### What is required
Drop the pictures, then extract the listing word for word.
-*-
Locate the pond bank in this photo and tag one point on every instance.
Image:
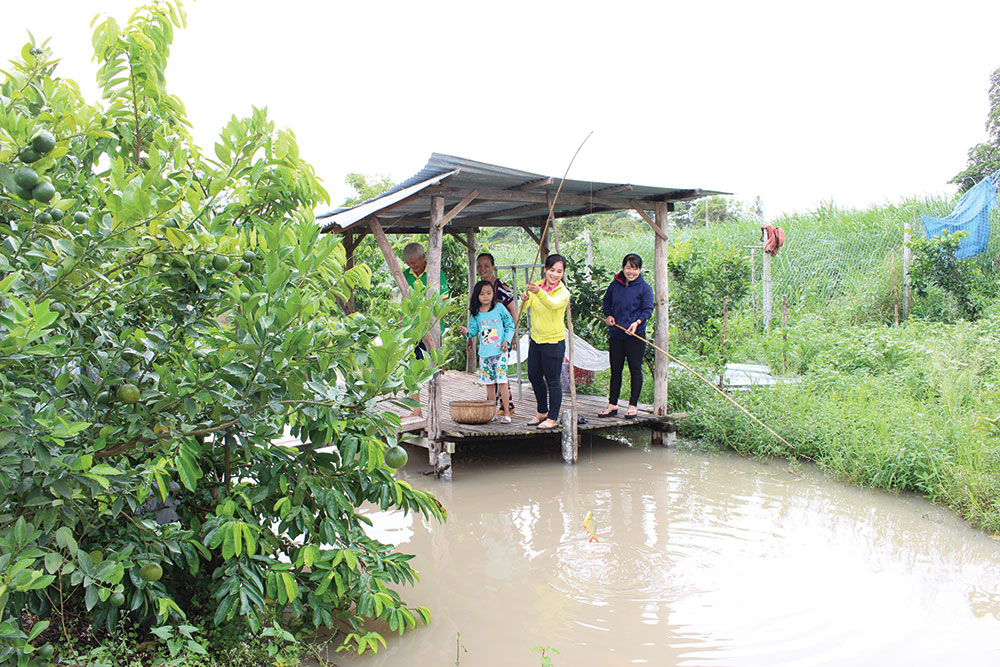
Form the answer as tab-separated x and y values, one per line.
701	557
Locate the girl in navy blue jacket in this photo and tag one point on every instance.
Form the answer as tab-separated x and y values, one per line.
628	302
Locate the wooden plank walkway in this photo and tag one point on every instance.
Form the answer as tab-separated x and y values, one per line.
461	386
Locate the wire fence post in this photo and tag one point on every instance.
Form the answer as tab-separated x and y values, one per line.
766	296
906	270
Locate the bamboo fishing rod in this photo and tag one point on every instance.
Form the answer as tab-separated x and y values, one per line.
698	375
552	208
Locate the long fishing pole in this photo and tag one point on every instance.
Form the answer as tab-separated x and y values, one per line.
697	375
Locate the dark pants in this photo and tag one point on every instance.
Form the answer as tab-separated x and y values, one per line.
620	349
545	374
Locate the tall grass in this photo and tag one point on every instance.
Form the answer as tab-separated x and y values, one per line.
910	406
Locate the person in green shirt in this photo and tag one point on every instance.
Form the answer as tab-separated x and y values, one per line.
415	259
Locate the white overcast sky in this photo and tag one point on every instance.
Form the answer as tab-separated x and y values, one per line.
797	102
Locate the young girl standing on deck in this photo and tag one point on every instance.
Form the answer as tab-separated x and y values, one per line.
495	328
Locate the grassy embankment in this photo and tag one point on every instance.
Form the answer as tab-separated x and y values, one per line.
907	407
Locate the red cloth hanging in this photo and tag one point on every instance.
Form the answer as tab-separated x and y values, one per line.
773	238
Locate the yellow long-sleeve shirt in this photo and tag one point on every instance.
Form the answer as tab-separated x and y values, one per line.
548	313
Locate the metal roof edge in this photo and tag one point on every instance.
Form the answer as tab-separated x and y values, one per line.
345	217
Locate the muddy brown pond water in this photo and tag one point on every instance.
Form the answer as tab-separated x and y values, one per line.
701	559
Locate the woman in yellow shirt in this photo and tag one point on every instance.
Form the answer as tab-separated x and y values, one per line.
546	300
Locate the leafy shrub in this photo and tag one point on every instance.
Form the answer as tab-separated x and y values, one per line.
700	279
176	316
934	265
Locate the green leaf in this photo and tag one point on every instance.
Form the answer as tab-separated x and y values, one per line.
291	588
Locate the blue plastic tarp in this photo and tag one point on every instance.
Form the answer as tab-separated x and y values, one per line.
972	215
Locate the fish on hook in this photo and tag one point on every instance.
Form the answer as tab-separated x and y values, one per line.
590	525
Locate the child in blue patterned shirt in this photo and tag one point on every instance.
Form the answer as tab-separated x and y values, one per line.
495	328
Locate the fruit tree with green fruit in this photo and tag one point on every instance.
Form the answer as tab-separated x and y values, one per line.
164	316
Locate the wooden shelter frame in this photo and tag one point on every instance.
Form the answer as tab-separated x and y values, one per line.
439	200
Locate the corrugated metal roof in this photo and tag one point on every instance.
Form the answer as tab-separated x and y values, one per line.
507	197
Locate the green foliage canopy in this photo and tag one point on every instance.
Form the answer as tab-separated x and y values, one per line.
984	159
164	317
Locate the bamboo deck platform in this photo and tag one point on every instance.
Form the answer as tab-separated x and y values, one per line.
461	386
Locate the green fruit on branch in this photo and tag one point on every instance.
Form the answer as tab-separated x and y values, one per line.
151	572
43	142
26	177
28	155
128	393
395	457
220	263
43	192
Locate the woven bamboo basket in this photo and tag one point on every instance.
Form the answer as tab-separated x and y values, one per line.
472	412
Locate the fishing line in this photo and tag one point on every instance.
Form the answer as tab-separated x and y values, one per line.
710	384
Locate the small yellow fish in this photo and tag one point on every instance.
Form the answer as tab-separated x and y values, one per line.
590	525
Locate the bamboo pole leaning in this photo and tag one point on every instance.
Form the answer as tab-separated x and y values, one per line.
703	379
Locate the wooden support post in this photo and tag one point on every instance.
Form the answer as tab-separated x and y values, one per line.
784	334
351	243
568	418
588	241
471	363
390	258
434	244
725	324
662	294
906	270
766	298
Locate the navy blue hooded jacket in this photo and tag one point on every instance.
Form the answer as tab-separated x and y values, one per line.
628	302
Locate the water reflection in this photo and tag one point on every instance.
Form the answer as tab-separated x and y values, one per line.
701	560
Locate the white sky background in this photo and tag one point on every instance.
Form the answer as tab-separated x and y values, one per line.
851	102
-*-
### Complete answer
Locate the pond bank in this photo and tag one point on every instance.
Image:
Form the answer as tab-separated x and y values, one per line.
701	557
Locate the girl in navy blue jacket in this photo and tag one point on every instance.
Form the answer as tab-separated x and y values, one per line.
628	302
Locate the wooden plank walkway in this photo and tag one point on every instance.
Form the answer as tab-separated x and y values, one per line.
461	386
Locate the wire fence post in this photo and tag one point on every instance.
Form the answer as tab-separated x and y values, one per line.
766	296
906	270
Locate the bamboo fishing rod in this photo and tag one point on every instance.
Form the answer as tab-separated x and y values, one per line.
698	375
552	208
Locate the long fishing pole in this photo and tag one point on every instance.
Form the answer as tab-separated x and y values, one per line.
697	375
Locate the dark pants in this photo and tag one point on every instance.
Form the answer as tab-separated x and y values, one per line.
620	349
545	374
Locate the tall grass in this photo and tag one point on every instance.
Form the answer as tab-separated x and y values, one per line.
910	406
Locate the person in green shirt in this photo and tag one point on every instance.
Form the answer as tab-separated x and y values, one per line.
415	259
Locate the white overcast sky in this photo and tag one point on every instance.
Form the answer as tab-separated x and y values, one per line.
797	102
Locate the young girl standing on deck in this photo and tag one point on every instance.
Form the answer as tab-separated x and y values, one per line.
495	328
Locate the grassy embankment in this photo and tag one point on every instance.
Form the answer as tab-separated x and y values, one per line.
907	407
Locate the red cloth hanging in this photo and tag one point on every instance.
Form the answer as tab-separated x and y values, one per line.
773	238
Locate the yellow long-sleeve shirt in this photo and tag one point on every instance.
Form the answer as tab-separated x and y values, one per line.
548	313
Locate the metal roof edge in this photo and tag one point on every instance.
Form the answer as tab-separated x and y values, one per line.
345	217
Locate the muddy brown pond water in this photo and tag one point on every instance.
Form the answer as tab-separated x and y values, one per line.
701	559
Locate the woman in yellow shirt in this photo and tag one point on every instance.
Form the answer as tab-separated x and y values, one per line.
546	300
Locate the leafy shrub in this photo and tag one point on every instance.
Form the answer as tab-separated x and y values, one per line.
700	279
176	316
934	265
Locate the green leaf in this photo and tag one point on every instance.
Form the answer as tab-separated x and y values, one per line.
291	588
Locate the blue plastic tarp in this photo and tag one point on every instance.
Form the answer as tab-separated x and y values, one per line.
972	215
Locate the fish on hook in this photo and tag one point on every instance.
Form the answer as tab-separated x and y values, one per line.
590	525
Locate the child in blue patterned shirt in this photo and tag one point on every instance.
Form the answer as tab-separated x and y values, one per line.
495	328
Locate the fruit tree with green fruit in this photo and tag one point on every instance.
Form the answer as tab-separated x and y values, one per line.
164	316
Locate the wooden shelter frame in this photo and tag one point on every instance.
Form the answer as tab-separated x and y values, one per line.
439	200
Locate the corrugated metal roof in this photo and tag one point on every instance.
Form the answer as tab-separated x and y values, one per line.
507	197
Locate the green foliage canopy in this photo and tag one point on every instance.
Form the answer as tab-separated x and y values, one per line.
984	159
164	317
Locate the bamboo deck platform in this photo and tag one point on every instance.
Form the answer as tab-separated x and y values, one per line.
461	386
Locate the green fruit on branch in this photo and tag one point on every instance.
Form the answer as tab-separated x and y values, one per line.
151	572
43	142
26	177
28	155
128	393
395	457
220	263
43	192
Locate the woven bamboo basket in this photo and tag one point on every instance.
Form the answer as tab-separated x and y values, one per line.
472	412
Locate the fishing line in this photo and tag one point on every instance.
Form the answer as tab-separated x and y values, one per line.
710	384
Locate the small yellow fish in this photo and tag one point on every instance.
Form the answer as tab-separated x and y values, one per line.
590	525
Locate the bamboo pole leaning in this photo and tag one point on every instance.
Form the answer as tab-separated x and y values, one per line.
703	379
Locate the wooden support post in this photo and tag one point on every instance.
Form the answer as tab-separated x and y values, one per line.
784	334
351	243
568	418
588	241
471	363
390	258
434	244
725	324
662	294
906	270
766	298
Locate the navy blue hooded jacket in this photo and tag one point on every instance.
Form the answer as tab-separated x and y values, one per line.
628	302
Locate the water reflection in this photo and tag one point on every instance.
Form the answer as tab-separated x and y values, one per line.
701	560
Locate the white sky background in this photo and tag one point on every instance.
Form the answer as tab-separated x and y values, one per line.
851	102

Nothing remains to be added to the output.